**SUPPLIED PASSAGE:**
Well, it'd presumably leak a lot less :/.

Greetings,

Andres Freund



Re: strong memory leak in plpgsql from handled rollback and lazy cast

От
Andres Freund
Дата:
Hi,

On 2019-09-22 20:16:15 -0400, Tom Lane wrote:
> I think you're considering a much smaller slice of the system than
> what seems to me to be at risk here.  As an example, an ExprState
> tree would also include any fn_extra-linked state that individual
> functions might've set up.

> > Hm. I interestingly am working on a patch that merges all the memory
> > allocations done for an ExprState into one or two allocations (by
> > basically doing the traversal twice). Then it'd be feasible to just
> > pfree() the memory, if that helps.
>
> Again, that'd do nothing to clean up subsidiary fn_extra state.
> If we want no leaks, we need a separate context for the tree
> to live in.

As mentioned, as part of some expression evaluation improvements (both
w/ and wo/ jit) I now have a prototype patch that moves nearly all the
dynamically allocated memory, including the FunctionCallInfo, into one
chunk of memory. That's currently allocated together with the ExprState.

**ENTRIES PROVIDED:**
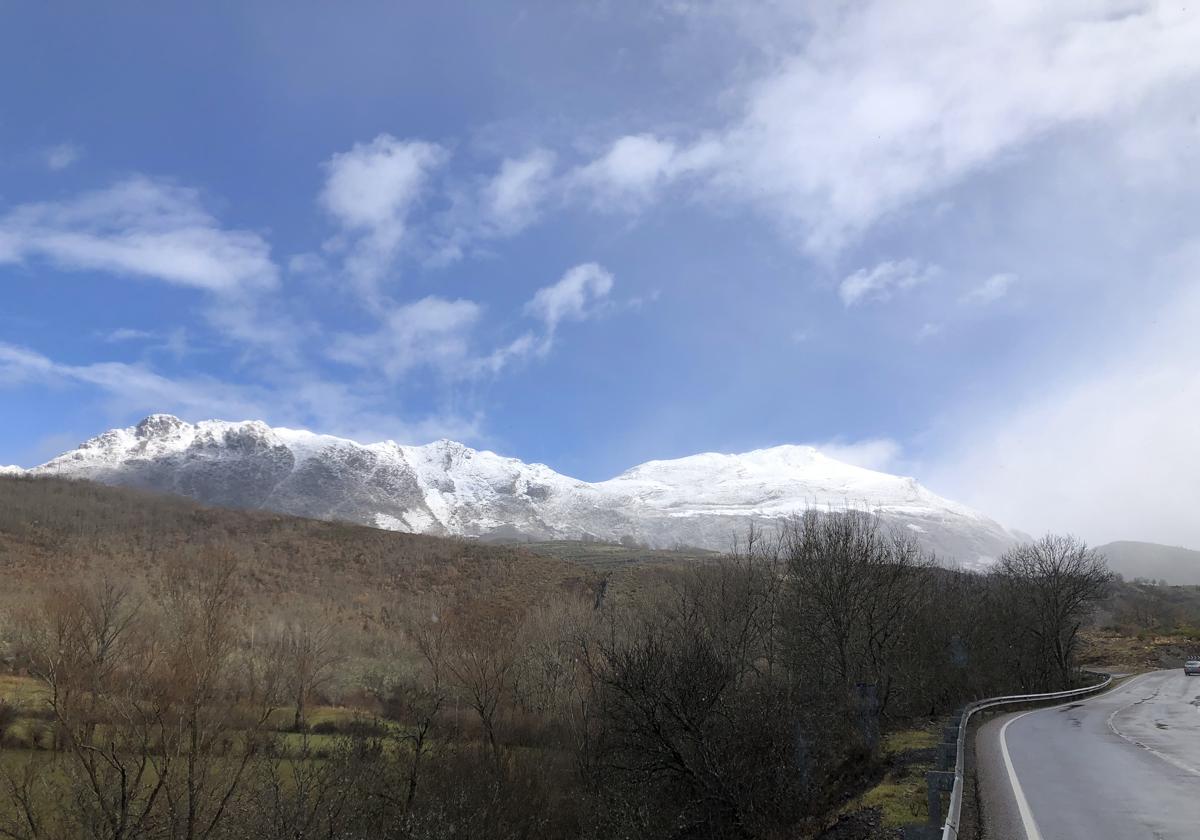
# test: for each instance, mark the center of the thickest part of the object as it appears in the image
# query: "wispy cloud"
(575, 297)
(514, 197)
(347, 408)
(883, 281)
(879, 454)
(141, 227)
(427, 333)
(990, 291)
(1103, 444)
(370, 192)
(63, 155)
(858, 113)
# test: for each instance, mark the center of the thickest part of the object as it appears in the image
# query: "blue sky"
(955, 240)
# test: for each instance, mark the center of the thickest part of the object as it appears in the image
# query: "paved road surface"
(1122, 766)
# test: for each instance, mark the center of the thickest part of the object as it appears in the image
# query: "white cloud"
(513, 198)
(858, 111)
(928, 330)
(881, 282)
(127, 334)
(573, 298)
(429, 333)
(879, 454)
(635, 167)
(346, 408)
(136, 388)
(139, 227)
(370, 191)
(1108, 450)
(990, 291)
(63, 155)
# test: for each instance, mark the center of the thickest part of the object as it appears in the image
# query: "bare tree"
(481, 657)
(1054, 585)
(309, 654)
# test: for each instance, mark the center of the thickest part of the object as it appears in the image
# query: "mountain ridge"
(449, 489)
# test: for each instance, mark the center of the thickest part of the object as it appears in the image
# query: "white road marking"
(1023, 805)
(1119, 733)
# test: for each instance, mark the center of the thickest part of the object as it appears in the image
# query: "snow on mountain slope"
(445, 487)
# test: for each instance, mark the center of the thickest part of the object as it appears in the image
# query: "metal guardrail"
(954, 811)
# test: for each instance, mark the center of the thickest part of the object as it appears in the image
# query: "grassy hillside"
(1173, 564)
(52, 528)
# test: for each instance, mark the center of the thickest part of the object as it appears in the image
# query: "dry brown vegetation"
(172, 671)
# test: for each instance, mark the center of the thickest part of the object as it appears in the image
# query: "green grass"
(900, 802)
(21, 690)
(900, 796)
(903, 741)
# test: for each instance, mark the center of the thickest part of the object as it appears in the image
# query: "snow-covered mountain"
(445, 487)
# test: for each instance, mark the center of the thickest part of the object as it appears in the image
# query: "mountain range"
(448, 489)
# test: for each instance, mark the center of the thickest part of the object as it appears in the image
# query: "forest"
(172, 671)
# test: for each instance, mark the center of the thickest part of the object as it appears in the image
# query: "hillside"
(1157, 562)
(448, 489)
(54, 529)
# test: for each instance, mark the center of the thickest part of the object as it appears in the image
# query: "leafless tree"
(1053, 586)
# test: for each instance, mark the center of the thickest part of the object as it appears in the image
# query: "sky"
(955, 240)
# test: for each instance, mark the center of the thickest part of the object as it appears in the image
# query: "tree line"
(741, 699)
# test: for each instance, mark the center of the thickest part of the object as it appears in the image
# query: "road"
(1122, 766)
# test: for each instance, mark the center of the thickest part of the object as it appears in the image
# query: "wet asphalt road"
(1122, 766)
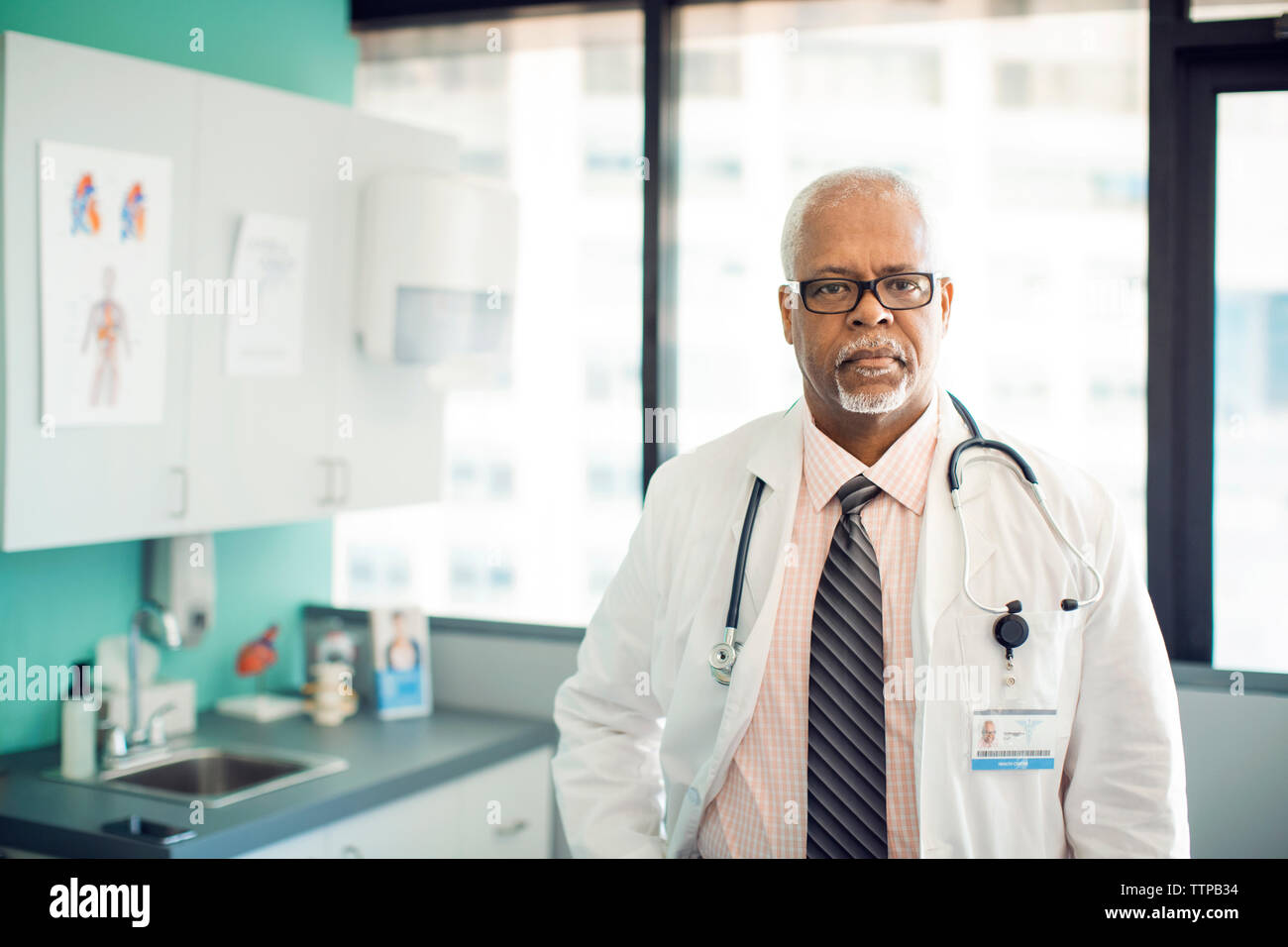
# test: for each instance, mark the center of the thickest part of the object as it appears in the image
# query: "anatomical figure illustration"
(106, 325)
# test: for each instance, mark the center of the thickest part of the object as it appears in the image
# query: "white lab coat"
(647, 735)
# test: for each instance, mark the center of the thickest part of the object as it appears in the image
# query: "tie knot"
(857, 492)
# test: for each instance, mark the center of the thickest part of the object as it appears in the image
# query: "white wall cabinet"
(64, 486)
(503, 810)
(232, 451)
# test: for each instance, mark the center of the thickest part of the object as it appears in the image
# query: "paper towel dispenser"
(437, 261)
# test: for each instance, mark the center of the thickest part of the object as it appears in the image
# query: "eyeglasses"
(832, 295)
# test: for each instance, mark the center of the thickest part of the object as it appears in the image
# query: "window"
(1249, 499)
(1028, 133)
(541, 486)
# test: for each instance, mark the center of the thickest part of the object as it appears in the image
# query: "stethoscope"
(1010, 630)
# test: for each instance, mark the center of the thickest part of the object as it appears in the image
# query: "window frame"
(1188, 63)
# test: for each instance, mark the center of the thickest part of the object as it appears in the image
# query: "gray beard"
(875, 403)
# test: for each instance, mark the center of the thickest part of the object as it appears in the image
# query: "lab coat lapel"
(777, 460)
(940, 554)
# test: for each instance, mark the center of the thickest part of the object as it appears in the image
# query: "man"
(986, 741)
(818, 745)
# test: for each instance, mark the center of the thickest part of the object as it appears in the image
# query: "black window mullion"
(658, 359)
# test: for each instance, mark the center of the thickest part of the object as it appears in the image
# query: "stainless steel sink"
(215, 775)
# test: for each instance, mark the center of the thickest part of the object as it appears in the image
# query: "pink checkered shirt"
(760, 810)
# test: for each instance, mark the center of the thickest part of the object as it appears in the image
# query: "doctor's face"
(872, 360)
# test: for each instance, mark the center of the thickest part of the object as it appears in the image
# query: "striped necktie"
(846, 783)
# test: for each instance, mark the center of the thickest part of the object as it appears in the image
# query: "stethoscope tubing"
(725, 654)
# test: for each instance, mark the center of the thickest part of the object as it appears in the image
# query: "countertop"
(387, 759)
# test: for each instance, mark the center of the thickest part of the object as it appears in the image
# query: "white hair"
(836, 188)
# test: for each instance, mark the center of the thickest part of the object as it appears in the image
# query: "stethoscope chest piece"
(1012, 630)
(721, 661)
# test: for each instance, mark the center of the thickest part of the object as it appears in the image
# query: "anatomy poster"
(104, 243)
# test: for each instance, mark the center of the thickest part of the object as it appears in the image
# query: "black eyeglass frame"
(864, 286)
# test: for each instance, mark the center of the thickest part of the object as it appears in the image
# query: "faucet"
(124, 748)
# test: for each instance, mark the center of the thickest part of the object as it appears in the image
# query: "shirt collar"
(902, 472)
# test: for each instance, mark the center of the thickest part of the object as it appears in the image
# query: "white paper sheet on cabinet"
(266, 333)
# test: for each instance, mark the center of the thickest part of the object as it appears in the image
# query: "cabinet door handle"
(511, 827)
(183, 492)
(343, 464)
(327, 495)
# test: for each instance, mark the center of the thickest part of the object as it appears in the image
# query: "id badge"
(1013, 738)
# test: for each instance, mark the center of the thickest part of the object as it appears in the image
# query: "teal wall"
(54, 604)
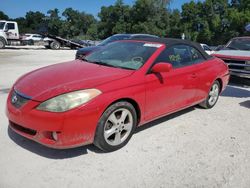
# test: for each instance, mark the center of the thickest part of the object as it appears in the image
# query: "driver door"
(171, 91)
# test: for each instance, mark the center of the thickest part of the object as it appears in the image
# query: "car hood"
(86, 50)
(235, 54)
(54, 80)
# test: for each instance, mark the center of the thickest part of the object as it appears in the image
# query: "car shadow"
(245, 104)
(235, 91)
(51, 153)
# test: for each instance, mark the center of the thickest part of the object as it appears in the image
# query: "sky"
(17, 8)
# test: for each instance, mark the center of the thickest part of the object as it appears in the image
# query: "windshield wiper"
(106, 64)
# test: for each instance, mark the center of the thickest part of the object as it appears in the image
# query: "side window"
(196, 55)
(180, 56)
(10, 26)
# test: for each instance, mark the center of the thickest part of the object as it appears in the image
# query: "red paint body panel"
(233, 57)
(155, 94)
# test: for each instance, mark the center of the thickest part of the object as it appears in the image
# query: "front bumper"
(56, 130)
(240, 73)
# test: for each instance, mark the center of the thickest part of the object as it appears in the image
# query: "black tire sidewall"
(3, 43)
(207, 103)
(99, 140)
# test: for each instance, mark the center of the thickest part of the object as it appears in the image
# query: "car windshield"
(112, 39)
(2, 25)
(239, 44)
(125, 55)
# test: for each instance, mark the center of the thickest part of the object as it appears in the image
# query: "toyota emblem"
(14, 99)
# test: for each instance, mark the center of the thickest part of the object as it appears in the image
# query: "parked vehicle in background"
(33, 37)
(207, 49)
(236, 53)
(9, 35)
(103, 98)
(82, 52)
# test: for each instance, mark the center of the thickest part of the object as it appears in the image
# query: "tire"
(55, 45)
(114, 131)
(2, 43)
(213, 96)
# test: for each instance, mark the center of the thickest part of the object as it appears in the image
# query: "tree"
(3, 16)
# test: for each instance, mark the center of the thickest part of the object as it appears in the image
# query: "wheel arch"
(4, 39)
(221, 83)
(134, 103)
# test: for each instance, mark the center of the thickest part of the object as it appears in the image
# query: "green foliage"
(3, 16)
(210, 21)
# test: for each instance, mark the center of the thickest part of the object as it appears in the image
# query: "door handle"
(193, 75)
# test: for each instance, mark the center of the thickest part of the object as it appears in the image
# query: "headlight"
(68, 101)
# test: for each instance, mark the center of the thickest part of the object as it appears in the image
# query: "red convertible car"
(104, 97)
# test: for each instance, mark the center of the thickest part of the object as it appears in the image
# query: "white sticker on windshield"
(153, 45)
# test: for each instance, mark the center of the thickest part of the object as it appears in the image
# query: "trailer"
(56, 42)
(9, 35)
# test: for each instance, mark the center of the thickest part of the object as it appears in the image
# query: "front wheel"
(116, 126)
(213, 96)
(2, 43)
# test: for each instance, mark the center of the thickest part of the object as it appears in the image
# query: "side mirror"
(162, 67)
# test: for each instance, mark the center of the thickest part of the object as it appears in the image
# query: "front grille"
(18, 100)
(22, 129)
(237, 65)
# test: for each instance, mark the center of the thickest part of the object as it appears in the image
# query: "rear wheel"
(55, 45)
(213, 96)
(116, 126)
(2, 43)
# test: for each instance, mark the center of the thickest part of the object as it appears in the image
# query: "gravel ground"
(191, 148)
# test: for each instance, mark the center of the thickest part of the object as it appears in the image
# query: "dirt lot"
(192, 148)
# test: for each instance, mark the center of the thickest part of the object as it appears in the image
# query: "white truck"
(9, 35)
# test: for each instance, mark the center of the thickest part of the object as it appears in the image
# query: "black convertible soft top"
(173, 41)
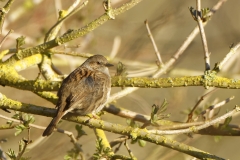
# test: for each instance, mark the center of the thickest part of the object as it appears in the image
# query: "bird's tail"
(50, 128)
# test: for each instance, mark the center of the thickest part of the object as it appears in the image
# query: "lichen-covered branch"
(69, 36)
(135, 133)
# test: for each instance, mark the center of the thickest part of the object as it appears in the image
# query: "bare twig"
(228, 56)
(197, 104)
(197, 128)
(215, 106)
(3, 13)
(3, 40)
(159, 62)
(186, 43)
(203, 36)
(129, 150)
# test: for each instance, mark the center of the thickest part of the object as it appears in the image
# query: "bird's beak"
(109, 65)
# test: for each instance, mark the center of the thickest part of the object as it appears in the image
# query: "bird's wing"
(68, 90)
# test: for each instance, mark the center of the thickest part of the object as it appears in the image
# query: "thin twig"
(159, 62)
(228, 56)
(3, 13)
(4, 38)
(197, 104)
(215, 106)
(129, 150)
(186, 43)
(203, 36)
(197, 128)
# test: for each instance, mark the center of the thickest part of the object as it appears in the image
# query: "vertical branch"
(3, 12)
(160, 63)
(203, 36)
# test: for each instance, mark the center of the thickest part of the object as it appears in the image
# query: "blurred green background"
(170, 23)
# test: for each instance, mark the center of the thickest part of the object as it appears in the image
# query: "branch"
(69, 36)
(135, 133)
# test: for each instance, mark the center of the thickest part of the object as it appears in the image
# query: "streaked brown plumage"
(84, 91)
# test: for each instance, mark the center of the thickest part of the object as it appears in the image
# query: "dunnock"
(84, 91)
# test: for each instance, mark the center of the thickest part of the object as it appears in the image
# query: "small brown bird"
(84, 91)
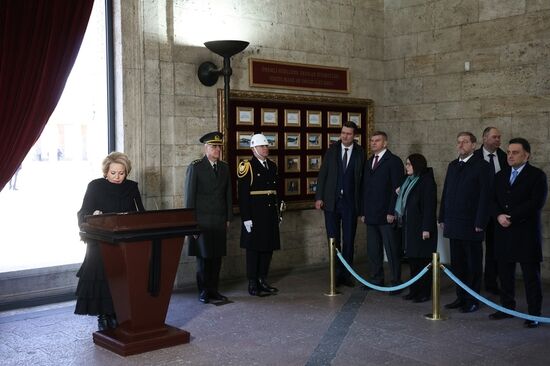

**TASK DETAILS:** Continue the plpgsql memory leak discussion from its last sentence.

**ANSWER BELOW:**
With the information collected for that it'd be fairly trivial to reset
things like fn_extra in a reasonably efficient manner, without needing
knowledge about each ExprEvalOp.

Obviously that'd not itself change e.g. anything about the lifetime of
the memory pointed to by fn_extra etc. But it'd not be particularly hard
to have FmgrInfo->fn_mcxt point somewhere else.

As part of the above rework ExecInitExprRec() etc all now pass down a
new ExprStateBuilder * object, containing state needed somewhere down in
the expression tree.  It'd e.g. be quite possible to add an
ExecInitExpr() variant that allows to specify in more detail what memory
context ought to be used for what.

I'm however not at all sure it's worth investing time into doing so
specifically for this case. But it seems like it might generally be
something we'll need more infrastructure for in other cases too.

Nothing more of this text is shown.